* [SUPPLIED ENTRIES]
—————
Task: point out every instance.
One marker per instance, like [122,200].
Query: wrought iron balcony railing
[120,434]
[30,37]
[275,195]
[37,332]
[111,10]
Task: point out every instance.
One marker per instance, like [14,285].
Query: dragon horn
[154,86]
—————
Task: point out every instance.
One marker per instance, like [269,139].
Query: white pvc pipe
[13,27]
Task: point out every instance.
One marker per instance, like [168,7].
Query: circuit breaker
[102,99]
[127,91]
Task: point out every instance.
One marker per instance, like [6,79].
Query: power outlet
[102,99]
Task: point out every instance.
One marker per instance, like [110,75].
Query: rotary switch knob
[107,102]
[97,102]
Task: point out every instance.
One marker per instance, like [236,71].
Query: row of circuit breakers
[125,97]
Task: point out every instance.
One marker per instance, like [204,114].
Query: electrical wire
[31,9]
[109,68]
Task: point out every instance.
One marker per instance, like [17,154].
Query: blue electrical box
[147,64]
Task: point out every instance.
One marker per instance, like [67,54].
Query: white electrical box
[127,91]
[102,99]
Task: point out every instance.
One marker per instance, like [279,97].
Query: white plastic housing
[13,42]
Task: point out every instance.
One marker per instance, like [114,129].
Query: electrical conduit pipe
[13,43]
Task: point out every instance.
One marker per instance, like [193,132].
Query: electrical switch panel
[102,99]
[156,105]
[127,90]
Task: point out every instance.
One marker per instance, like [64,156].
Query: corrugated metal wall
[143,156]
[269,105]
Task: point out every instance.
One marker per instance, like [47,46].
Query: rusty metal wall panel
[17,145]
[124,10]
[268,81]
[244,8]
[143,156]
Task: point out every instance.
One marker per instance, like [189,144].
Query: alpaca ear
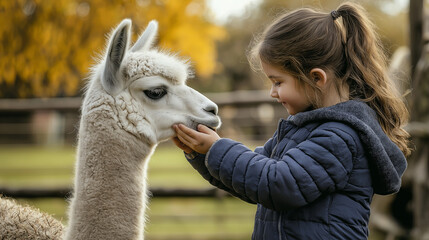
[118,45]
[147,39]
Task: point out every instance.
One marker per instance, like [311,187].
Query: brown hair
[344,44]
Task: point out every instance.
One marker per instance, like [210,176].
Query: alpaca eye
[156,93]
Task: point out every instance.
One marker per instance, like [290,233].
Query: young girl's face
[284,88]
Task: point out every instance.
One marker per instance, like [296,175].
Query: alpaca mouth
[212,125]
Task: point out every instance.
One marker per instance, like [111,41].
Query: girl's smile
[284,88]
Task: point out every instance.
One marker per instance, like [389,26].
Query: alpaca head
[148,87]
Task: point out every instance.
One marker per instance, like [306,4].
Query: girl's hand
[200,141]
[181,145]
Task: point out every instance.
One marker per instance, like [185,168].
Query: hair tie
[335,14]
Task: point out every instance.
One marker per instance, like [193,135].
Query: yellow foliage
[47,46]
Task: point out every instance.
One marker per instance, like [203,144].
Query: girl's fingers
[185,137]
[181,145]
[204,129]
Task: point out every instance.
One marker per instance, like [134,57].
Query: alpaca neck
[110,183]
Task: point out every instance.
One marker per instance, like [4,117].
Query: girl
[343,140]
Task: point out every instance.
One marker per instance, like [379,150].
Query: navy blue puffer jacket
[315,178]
—————
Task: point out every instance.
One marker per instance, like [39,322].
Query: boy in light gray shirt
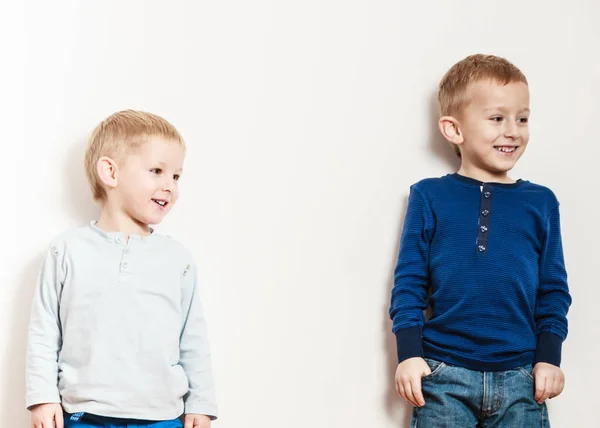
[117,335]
—————
* [WHAT IS ASKED]
State how many lines of the records above contain the word "metal". Give only the number.

* [RESPONSE]
2